:: REQUIRED WORK ::
What you print should match the entries exactly, only without the pictures.

Collected data

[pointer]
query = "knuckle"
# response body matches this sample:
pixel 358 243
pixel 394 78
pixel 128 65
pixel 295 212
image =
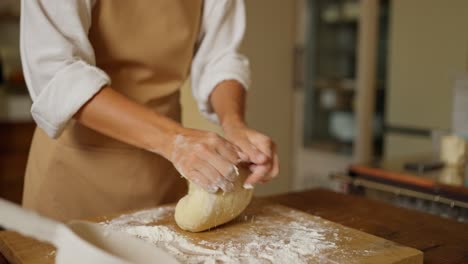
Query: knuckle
pixel 201 147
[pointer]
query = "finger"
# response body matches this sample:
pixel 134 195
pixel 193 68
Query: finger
pixel 265 145
pixel 255 155
pixel 215 178
pixel 258 173
pixel 223 166
pixel 229 152
pixel 274 170
pixel 197 178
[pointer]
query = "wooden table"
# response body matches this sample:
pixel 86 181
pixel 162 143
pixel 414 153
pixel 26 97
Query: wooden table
pixel 441 240
pixel 447 182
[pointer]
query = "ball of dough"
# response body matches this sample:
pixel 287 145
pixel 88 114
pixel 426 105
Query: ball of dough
pixel 200 210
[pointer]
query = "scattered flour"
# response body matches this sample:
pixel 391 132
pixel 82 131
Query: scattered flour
pixel 269 240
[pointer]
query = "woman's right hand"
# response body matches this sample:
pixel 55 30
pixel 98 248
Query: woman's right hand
pixel 206 159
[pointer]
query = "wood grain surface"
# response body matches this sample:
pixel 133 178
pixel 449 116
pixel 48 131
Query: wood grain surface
pixel 265 217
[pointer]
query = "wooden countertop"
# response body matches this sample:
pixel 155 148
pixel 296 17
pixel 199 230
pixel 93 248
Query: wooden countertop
pixel 441 240
pixel 446 182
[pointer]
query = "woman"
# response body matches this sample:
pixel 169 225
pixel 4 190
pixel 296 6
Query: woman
pixel 104 76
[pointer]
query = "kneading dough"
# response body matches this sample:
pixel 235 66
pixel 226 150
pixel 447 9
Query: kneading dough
pixel 200 210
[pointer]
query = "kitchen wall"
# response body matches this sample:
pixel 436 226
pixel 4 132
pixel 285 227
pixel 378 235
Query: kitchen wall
pixel 269 44
pixel 428 50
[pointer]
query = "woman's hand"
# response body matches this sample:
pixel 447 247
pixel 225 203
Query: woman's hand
pixel 206 159
pixel 260 149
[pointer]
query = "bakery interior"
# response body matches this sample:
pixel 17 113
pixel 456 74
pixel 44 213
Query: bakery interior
pixel 367 101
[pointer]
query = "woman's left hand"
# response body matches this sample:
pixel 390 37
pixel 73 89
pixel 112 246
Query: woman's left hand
pixel 259 149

:: RESPONSE ::
[pointer]
query = "knuckle"
# response body matches this sample:
pixel 358 243
pixel 394 78
pixel 128 65
pixel 295 212
image =
Query: knuckle
pixel 201 147
[pointer]
query = "finger"
# response body matches this sample:
pixel 134 195
pixel 193 68
Query: finger
pixel 265 145
pixel 255 155
pixel 215 178
pixel 258 173
pixel 223 166
pixel 229 152
pixel 274 170
pixel 197 178
[pointer]
query = "wooden table"
# response body matches this sample:
pixel 86 181
pixel 162 143
pixel 414 153
pixel 26 97
Query: wooden table
pixel 441 240
pixel 447 182
[pointer]
query = "ball of dough"
# response body matches this sample:
pixel 287 145
pixel 88 114
pixel 426 105
Query: ball of dough
pixel 200 210
[pointer]
query = "scattered flour"
# response body matches this sample:
pixel 391 132
pixel 82 131
Query: scattered flour
pixel 269 240
[pointer]
query = "woman's right hand"
# response body matches this sample:
pixel 55 30
pixel 98 248
Query: woman's right hand
pixel 206 159
[pointer]
query = "wood grain surface"
# response body matches this sample:
pixel 133 178
pixel 449 116
pixel 48 131
Query: wood grain surface
pixel 265 217
[pointer]
query = "wooden countertop"
# response body matches this sample:
pixel 155 148
pixel 296 17
pixel 199 230
pixel 93 248
Query: wooden countertop
pixel 441 240
pixel 446 182
[pointer]
query = "woman"
# response body matches this sample:
pixel 169 225
pixel 4 190
pixel 296 6
Query: woman
pixel 104 76
[pointer]
query = "kneading dough"
# response body matches this sample:
pixel 235 66
pixel 226 150
pixel 447 9
Query: kneading dough
pixel 200 210
[pointer]
query = "kitchen wall"
# response body matches this sample:
pixel 436 226
pixel 4 132
pixel 285 227
pixel 378 235
Query: kitchen wall
pixel 269 44
pixel 428 50
[pointer]
query = "woman's hand"
# response body matches this sample:
pixel 447 247
pixel 225 203
Query: woman's hand
pixel 206 159
pixel 260 149
[pointer]
query = "bakery interior"
# response body matches this sample:
pixel 17 113
pixel 456 74
pixel 44 213
Query: bakery interior
pixel 367 101
[pointer]
query = "woman's left hand"
# response body matches this sample:
pixel 390 37
pixel 73 89
pixel 112 246
Query: woman's left hand
pixel 259 149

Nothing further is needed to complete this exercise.